The dollar index (DXY00) on Monday fell by -0.24% but remained above last Friday’s 2-1/2 week low. Weaker-than-expected U.S. economic data Monday weighed on the dollar. Also, strength in the euro Monday weighed on the dollar after ECB Governing Council member Kazaks said that stronger rate hikes from the ECB may not be over.
Monday’s U.S. economic data was weaker than expected and bearish for the dollar. The U.S. June Chicago Fed national activity index was unchanged at a 16-month low of -0.19, weaker than expectations of 0.00. Also, the July Dallas Fed outlook for manufacturing activity index fell -4.9 to a 2-year low of -22.6, weaker than expectations of -18.5.
EUR/USD (^EURUSD) on Monday rose by +0.104% after recovering from early losses. The euro found support Monday on hawkish comments from ECB Governing Council member Kazaks who said the expected September interest rate increase by the ECB should be "quite significant." Kazaks also said, “a too weak euro is a problem."
EUR/USD Monday initially moved lower after a gauge of German investor confidence fell to a 2-year low. Also, concern about an energy crisis in Europe weighed on the euro after Russia’s Gazprom PJSC said it will reduce gas flows to Europe through the Nord Stream pipeline to 20% of capacity starting Wednesday from 40% Monday.
ECB Governing Council member Kazaks said the ECB's 50 bp rate hike last week was not just front loading and that the expected September interest rate increase should be "quite significant" as well. He added, "we do not target the exchange rate, but the exchange rate is an important element driving inflation. A too weak euro is a problem."
Monday’s Eurozone economic data was negative for EUR/USD after the German July IFO business climate index fell -3.6 to a 2-year low of 88.6, weaker than expectations of 90.1.
_ _ _
▸ **QUESTIONS TO ANSWER**:
1) According to the currency market report, to what share of capacity will Gazprom cut gas flows through the Nord Stream pipeline starting Wednesday?
2) Please write the next part of the currency market report, picking up after its last sentence about the German IFO index.
You won't need the lines after the currency report.

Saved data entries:
_ _ _
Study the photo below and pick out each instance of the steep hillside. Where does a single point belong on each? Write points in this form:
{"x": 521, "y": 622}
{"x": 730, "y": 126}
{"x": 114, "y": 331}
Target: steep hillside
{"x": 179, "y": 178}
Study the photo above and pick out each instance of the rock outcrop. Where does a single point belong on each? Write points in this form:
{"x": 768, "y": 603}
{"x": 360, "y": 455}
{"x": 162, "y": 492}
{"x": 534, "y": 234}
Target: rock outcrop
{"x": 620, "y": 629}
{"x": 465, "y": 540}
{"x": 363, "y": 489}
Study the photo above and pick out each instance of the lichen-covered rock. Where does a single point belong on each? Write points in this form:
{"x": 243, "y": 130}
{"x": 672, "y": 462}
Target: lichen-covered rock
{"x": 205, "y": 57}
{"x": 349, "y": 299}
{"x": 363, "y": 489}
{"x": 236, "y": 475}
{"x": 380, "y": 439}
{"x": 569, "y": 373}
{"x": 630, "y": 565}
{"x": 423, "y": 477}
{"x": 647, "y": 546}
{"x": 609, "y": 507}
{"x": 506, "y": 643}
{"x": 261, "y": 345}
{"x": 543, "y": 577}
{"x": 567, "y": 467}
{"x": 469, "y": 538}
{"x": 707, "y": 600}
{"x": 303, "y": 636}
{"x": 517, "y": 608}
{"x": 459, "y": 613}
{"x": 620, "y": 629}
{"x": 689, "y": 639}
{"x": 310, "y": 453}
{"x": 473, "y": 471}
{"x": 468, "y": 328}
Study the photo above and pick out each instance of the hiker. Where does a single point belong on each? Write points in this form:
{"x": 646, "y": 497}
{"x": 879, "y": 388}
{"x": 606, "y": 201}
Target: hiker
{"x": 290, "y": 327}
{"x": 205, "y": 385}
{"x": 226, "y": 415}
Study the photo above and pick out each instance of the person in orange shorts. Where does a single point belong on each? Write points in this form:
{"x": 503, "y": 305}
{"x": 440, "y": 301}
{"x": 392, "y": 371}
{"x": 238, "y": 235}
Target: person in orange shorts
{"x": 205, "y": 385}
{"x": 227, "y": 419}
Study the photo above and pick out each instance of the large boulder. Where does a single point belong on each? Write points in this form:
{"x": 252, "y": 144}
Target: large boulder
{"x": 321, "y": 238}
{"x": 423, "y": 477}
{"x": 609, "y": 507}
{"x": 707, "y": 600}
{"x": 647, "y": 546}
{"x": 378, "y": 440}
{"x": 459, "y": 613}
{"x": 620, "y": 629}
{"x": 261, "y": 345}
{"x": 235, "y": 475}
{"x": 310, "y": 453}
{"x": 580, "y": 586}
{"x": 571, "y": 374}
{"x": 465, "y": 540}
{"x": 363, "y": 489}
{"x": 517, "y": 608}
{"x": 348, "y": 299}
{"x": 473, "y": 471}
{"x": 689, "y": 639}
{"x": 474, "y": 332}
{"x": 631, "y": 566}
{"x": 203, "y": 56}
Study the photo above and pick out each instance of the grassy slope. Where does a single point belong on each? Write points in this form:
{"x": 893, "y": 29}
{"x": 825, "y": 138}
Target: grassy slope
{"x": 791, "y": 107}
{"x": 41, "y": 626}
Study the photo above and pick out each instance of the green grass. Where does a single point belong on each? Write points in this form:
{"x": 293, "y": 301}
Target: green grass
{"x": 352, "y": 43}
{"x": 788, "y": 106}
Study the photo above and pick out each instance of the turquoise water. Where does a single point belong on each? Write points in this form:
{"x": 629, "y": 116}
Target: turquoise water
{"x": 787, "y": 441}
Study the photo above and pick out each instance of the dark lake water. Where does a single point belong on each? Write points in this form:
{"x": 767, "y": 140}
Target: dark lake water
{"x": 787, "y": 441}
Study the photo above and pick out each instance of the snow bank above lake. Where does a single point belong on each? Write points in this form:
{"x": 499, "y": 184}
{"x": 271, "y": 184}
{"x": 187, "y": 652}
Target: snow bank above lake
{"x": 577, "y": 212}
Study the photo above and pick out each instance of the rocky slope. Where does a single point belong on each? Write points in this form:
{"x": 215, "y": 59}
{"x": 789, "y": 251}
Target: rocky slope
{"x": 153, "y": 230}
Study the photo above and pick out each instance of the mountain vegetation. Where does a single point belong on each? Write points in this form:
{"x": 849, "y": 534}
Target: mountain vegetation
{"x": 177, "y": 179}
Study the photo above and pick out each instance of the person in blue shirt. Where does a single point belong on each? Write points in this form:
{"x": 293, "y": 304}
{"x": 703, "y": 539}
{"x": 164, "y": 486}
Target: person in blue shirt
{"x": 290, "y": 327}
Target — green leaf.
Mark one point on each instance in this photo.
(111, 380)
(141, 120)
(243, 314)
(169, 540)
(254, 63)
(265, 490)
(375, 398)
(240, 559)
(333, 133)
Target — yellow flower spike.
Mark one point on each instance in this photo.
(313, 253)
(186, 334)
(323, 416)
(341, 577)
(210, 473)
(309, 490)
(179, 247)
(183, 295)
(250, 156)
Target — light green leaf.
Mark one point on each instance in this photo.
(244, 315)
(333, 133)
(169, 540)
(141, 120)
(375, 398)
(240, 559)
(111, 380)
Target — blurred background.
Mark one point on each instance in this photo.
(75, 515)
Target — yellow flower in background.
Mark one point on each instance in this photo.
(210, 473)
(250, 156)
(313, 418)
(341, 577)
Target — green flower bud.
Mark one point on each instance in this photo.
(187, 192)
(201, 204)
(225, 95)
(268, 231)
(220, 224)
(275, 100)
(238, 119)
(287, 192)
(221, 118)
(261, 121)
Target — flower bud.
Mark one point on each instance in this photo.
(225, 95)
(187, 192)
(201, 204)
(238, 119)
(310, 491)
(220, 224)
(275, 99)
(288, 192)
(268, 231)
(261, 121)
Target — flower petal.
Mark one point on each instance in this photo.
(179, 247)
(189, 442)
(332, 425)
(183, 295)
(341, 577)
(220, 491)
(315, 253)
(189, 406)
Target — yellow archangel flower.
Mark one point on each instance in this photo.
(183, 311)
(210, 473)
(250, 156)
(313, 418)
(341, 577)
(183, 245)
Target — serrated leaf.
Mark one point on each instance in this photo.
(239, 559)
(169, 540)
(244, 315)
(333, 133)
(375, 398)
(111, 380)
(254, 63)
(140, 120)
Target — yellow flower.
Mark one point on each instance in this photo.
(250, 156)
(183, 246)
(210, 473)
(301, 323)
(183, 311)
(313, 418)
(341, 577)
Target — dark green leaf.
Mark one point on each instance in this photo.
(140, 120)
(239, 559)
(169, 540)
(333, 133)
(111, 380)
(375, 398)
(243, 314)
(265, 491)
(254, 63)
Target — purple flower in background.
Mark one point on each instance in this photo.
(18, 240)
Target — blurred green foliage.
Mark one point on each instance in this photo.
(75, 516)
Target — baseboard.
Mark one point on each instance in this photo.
_ _ _
▸ **EXPECTED RESPONSES**:
1) 20% of capacity, down from 40% on Monday.

2)
USD/JPY (^USDJPY) on Monday rose by +0.39%. The yen was under pressure Monday from higher T-note yields. The yen was also under pressure after Cabinet Office cut its 2022 Japan GDP estimate. In addition, Monday’s slump in the 10-year JGB bond yield to a 4-1/2 month low of 0.177% weakened the yen’s interest rate differentials and pressured the yen.
Japan's Cabinet Office on Monday cut its Japan 2022 GDP forecast to 2.0% from a January estimate of 3.2%, saying private consumption was likely to be weaker than previously forecast due to the resurgence of Covid cases and rising prices due to the war in Ukraine.
August gold (GCQ22) Monday fell by -8.30 (-0.48%), and September silver (SIU22) fell by -0.289 (-1.55%). Precious metals on Monday posted moderate losses. Expectations for the Fed to raise interest rates by +75 bp at the Tue/Wed FOMC meeting weighed on metals prices. Gold was also under pressure Monday from higher T-note yields. Ongoing fund liquidation of long gold positions continues to bearish for gold prices as long gold positions in ETFs have dropped for 18 consecutive days to a 4-1/2 month low last Friday. A weaker dollar Monday limited losses in metals.
The dollar and gold have continued safe-haven support from the negative impact of the worldwide spread of the omicron Covid variant on the global economic recovery. Close to 30 million people are under some form of movement restrictions in China as the government maintains its strict Covid-Zero strategy.